# Latest Mods



## PDQ GTO (Jun 21, 2007)

Hello Folks,
Just got the Goat back after installation of SLP LT's, ported-polished intake- throttle body, 228/232 cam and tune, baseline and after. What a forking monster. I had no idea how mean she would be & sound. Around 500hp at the crank and 412hp at the rear, 388 RWT. Robert at Adanced Dyno did a super job. Total paid for parts and labor $3,725. She is a totally new and better GTO. Please excuse the crappy Pics. old camera...


----------



## 04YJ-GTO (Nov 7, 2007)

Very nice


----------



## Devils3023 (May 21, 2007)

You gained 100 hp at the crank from those mods only? Slp has a 490hp pac that costs $5k and has alot more upgrades/parts than what you got. SLP Performance Parts - VIEW P/N: 29053
:confused Why would the slp pac only add 90hp with so many mods when you were able to achieve the same results with less parts and money.

» **Information shown**
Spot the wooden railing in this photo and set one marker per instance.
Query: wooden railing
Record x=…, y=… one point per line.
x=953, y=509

» **To do**
Please quote the GTO forum thread between "You gained 100" and "parts and money.", inclusive. Work from the GTO forum thread only, not the data.

» **Result of this exercise**
You gained 100 hp at the crank from those mods only? Slp has a 490hp pac that costs $5k and has alot more upgrades/parts than what you got. SLP Performance Parts - VIEW P/N: 29053
:confused Why would the slp pac only add 90hp with so many mods when you were able to achieve the same results with less parts and money.